*DATASET*

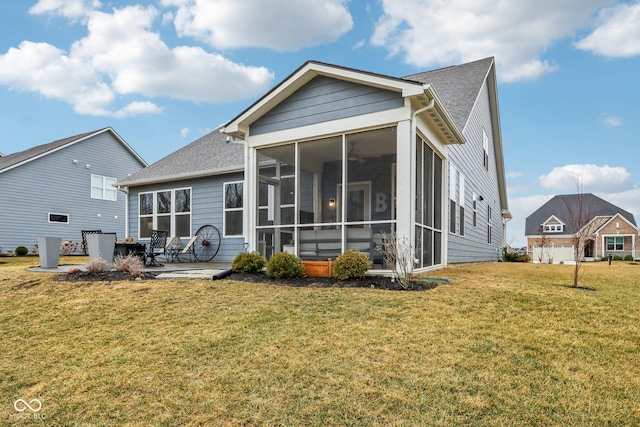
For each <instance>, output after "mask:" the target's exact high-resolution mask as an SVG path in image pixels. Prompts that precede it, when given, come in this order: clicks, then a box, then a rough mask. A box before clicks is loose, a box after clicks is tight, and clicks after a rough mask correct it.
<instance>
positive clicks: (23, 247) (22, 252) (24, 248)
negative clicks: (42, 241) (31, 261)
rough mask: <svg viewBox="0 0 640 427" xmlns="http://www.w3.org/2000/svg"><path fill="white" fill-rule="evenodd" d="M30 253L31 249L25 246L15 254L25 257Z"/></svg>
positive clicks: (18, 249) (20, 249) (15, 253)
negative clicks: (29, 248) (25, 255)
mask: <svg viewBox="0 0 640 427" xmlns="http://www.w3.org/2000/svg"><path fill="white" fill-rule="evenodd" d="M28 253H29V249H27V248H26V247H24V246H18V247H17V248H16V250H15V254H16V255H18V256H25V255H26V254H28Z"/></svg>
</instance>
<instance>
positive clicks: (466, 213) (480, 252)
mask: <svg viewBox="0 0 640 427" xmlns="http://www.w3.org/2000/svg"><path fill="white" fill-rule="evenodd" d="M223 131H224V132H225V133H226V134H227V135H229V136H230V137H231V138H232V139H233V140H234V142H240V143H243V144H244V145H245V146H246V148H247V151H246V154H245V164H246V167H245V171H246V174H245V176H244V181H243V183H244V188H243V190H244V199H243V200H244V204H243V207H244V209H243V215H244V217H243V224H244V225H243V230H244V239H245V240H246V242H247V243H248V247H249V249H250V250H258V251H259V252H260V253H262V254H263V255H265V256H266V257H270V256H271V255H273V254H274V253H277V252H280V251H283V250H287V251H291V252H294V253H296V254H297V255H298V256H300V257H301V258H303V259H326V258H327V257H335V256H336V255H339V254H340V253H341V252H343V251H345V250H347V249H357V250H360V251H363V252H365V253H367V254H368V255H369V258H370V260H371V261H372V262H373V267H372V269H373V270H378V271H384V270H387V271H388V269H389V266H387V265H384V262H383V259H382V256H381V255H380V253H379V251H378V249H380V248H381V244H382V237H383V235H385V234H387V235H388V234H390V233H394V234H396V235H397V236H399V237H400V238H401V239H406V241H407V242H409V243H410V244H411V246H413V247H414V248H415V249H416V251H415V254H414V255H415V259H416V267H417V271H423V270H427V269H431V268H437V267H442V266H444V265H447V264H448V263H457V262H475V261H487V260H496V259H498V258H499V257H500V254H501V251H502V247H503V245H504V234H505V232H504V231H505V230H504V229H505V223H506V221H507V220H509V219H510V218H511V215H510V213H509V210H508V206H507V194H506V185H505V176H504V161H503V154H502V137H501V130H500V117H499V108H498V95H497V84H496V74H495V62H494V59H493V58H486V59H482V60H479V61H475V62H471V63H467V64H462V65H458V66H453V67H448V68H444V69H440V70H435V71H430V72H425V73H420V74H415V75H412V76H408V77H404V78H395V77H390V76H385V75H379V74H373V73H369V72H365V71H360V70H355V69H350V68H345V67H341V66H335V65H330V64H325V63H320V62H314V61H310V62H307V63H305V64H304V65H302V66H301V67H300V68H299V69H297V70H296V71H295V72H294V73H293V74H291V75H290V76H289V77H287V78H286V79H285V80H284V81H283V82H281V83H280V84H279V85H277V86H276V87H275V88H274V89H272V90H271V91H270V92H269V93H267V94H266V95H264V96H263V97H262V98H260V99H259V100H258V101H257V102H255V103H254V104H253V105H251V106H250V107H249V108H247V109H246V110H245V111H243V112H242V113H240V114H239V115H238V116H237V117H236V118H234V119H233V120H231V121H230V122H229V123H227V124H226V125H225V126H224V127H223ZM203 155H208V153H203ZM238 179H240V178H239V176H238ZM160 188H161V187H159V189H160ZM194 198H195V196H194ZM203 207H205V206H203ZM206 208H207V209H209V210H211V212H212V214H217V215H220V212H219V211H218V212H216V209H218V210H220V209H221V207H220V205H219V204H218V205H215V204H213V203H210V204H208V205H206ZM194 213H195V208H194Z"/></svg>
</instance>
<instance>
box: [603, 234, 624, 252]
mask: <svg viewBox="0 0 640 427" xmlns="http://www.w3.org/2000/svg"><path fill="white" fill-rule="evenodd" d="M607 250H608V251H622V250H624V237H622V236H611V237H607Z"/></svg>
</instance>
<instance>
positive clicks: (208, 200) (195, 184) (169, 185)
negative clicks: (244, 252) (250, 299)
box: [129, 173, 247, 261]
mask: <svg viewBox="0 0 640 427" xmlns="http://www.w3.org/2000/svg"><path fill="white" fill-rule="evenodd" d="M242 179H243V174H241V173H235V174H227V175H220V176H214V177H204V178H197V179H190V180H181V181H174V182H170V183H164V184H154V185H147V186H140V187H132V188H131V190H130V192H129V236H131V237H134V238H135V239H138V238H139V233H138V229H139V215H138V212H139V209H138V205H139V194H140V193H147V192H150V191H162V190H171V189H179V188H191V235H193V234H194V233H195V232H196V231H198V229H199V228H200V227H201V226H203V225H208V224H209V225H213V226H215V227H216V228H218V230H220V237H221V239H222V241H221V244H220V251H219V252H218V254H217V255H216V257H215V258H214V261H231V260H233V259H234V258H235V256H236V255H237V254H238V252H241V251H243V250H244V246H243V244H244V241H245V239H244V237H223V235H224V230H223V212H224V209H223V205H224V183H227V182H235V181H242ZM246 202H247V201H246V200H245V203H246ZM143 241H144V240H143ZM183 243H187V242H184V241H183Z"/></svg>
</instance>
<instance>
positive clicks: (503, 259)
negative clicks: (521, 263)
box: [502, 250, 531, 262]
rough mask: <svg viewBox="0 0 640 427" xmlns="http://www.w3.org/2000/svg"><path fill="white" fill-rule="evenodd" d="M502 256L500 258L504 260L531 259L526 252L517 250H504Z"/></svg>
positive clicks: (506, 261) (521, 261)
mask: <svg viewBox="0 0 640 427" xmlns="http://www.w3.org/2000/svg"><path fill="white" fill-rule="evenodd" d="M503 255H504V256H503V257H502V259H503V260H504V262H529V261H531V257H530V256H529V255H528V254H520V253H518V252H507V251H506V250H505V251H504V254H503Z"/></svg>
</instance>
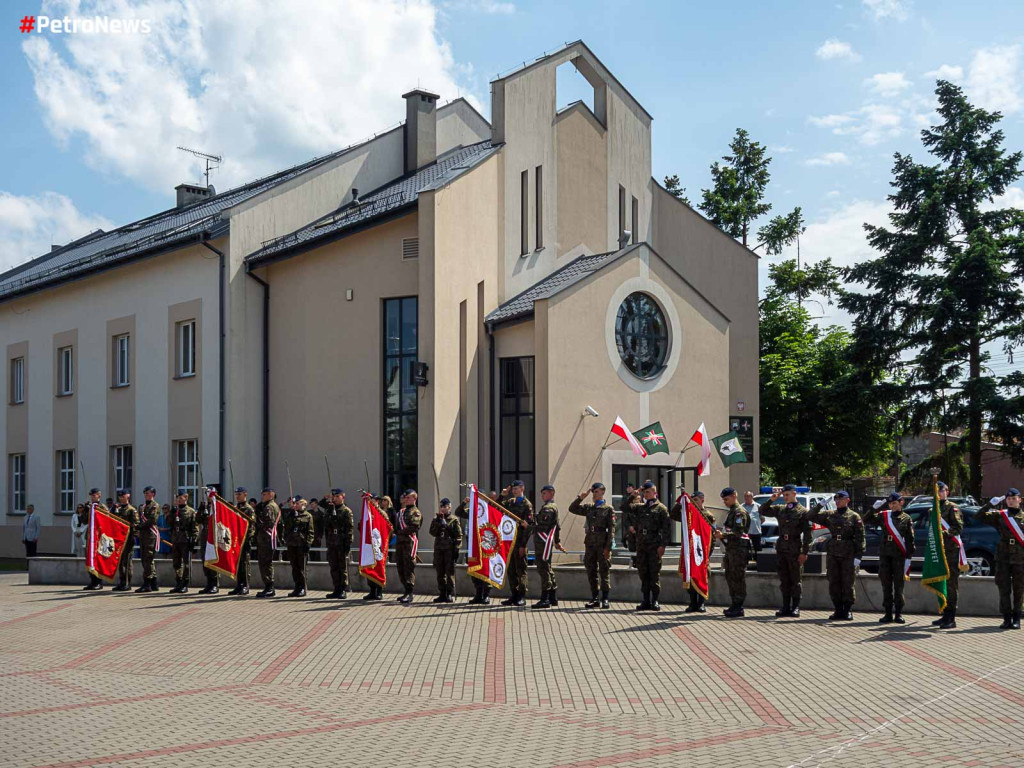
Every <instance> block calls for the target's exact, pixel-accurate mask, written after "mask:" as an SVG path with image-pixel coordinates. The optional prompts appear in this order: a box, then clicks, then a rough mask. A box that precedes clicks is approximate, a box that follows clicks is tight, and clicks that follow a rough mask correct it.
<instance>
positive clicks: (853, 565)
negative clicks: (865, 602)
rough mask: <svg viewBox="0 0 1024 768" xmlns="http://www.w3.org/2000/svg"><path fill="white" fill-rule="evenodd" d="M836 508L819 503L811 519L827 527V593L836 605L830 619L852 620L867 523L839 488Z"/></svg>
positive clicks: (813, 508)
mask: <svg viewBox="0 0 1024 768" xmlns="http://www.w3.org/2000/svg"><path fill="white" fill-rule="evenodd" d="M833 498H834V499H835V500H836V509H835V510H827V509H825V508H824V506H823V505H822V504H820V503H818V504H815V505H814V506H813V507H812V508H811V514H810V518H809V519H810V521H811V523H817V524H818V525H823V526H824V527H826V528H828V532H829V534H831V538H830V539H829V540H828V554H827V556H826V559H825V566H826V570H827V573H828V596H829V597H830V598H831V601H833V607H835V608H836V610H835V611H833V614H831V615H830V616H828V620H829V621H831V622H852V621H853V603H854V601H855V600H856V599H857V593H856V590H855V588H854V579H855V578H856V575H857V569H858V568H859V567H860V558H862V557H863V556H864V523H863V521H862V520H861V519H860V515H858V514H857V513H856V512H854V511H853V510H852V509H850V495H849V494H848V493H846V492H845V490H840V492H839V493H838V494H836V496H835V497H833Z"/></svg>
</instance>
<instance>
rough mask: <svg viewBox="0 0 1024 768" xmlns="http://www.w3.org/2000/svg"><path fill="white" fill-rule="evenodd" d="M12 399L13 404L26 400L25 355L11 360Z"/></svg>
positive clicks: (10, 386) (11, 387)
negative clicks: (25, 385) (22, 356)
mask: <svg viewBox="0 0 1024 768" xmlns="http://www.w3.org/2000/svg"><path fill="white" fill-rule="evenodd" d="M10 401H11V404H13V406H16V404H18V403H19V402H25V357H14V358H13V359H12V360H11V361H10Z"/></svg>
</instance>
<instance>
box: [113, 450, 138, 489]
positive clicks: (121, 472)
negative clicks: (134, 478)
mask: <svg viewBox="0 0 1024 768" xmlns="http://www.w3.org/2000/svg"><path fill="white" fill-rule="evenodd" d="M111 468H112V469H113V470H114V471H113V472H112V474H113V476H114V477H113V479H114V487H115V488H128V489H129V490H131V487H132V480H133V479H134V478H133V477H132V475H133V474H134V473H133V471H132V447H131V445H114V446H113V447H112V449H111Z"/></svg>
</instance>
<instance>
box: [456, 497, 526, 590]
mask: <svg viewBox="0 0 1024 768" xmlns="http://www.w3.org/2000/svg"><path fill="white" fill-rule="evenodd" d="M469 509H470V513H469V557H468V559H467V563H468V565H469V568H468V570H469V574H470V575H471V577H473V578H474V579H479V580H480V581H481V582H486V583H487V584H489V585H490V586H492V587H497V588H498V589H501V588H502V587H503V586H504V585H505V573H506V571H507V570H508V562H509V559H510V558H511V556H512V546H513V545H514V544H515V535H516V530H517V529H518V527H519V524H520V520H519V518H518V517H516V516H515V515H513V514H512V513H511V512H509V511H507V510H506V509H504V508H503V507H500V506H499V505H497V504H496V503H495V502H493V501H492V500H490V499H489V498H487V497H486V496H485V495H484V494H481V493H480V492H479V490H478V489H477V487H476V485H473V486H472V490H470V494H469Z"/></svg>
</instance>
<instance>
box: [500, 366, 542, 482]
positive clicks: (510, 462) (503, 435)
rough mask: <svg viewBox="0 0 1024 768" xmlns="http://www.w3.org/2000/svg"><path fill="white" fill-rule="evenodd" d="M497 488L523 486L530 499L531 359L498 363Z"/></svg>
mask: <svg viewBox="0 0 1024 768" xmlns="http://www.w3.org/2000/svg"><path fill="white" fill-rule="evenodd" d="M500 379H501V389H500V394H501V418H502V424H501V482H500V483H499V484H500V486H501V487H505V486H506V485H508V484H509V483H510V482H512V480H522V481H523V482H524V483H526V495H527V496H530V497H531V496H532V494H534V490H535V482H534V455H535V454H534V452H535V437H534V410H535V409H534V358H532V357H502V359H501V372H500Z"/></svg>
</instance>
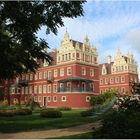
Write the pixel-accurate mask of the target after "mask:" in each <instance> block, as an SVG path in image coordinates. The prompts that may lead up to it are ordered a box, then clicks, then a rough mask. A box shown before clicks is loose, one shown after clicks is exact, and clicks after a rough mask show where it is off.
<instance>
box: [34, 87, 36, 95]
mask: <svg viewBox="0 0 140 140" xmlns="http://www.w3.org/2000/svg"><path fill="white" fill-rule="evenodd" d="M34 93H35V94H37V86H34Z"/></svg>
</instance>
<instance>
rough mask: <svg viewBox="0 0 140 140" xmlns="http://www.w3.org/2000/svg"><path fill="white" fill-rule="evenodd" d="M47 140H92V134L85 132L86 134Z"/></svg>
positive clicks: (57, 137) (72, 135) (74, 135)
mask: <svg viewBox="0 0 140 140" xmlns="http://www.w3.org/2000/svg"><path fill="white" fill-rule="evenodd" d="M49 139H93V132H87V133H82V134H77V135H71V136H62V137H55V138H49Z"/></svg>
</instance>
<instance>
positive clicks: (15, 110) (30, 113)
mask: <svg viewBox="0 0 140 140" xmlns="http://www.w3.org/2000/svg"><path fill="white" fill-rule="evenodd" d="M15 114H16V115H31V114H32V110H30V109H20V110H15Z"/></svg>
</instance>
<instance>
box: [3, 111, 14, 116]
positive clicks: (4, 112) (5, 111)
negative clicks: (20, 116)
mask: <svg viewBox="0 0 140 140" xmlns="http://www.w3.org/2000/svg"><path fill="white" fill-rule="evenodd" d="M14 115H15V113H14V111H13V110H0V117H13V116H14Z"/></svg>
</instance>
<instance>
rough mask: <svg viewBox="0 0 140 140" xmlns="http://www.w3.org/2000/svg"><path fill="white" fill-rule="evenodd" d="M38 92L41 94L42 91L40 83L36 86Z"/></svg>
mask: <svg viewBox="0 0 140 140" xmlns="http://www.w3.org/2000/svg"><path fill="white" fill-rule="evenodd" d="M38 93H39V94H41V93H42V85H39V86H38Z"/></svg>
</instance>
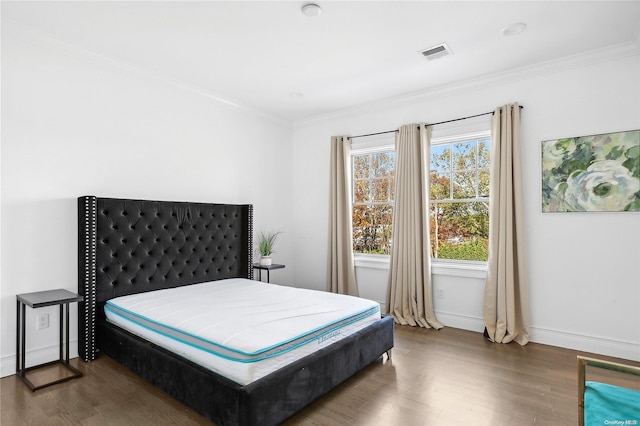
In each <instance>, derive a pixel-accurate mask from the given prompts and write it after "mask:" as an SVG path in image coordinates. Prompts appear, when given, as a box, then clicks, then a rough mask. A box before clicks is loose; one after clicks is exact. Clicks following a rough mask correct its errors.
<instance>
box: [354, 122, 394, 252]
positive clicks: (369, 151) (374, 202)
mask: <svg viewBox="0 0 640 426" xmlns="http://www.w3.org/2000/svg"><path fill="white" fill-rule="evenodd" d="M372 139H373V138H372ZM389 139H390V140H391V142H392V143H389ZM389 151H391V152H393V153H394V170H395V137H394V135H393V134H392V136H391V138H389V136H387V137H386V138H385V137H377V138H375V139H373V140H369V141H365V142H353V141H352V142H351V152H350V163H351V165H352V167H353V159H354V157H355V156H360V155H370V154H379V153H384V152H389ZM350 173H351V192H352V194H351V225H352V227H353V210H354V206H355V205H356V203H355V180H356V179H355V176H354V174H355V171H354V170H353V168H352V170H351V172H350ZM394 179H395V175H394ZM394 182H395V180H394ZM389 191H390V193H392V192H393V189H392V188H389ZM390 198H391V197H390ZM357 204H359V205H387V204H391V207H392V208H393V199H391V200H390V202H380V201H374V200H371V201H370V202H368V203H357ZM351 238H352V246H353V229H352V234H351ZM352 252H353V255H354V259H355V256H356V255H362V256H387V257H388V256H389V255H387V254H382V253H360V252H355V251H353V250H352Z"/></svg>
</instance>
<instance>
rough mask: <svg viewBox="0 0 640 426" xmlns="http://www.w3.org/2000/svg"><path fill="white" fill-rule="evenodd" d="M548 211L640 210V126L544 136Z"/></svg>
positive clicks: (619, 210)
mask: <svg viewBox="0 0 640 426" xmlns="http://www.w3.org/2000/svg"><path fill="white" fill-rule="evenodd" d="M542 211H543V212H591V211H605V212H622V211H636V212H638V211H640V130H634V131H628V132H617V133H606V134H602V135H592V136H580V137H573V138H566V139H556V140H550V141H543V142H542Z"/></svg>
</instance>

*WHAT THE TASK REQUIRES*
Give the lines from the start of the records through the line holding "negative clicks: (42, 241) (31, 261)", inclusive, as a Markdown table with the columns Row and Line. Leave out blank lines and pictures.

*ANSWER TO THE EXERCISE*
| Row | Line |
|---|---|
| 1 | For each <instance>, output after "mask:" the target's exact high-resolution mask as an SVG path in image pixels. Prompts that precede it, when given, come in this order: clicks, then a box, then a rough mask. A box before clicks is loose, a box after clicks is tight, and clicks after a rough mask correct it. |
| 2 | <instance> |
| 3 | positive clicks: (23, 247) (22, 252) (24, 248) |
| 4 | negative clicks: (42, 241) (31, 261) |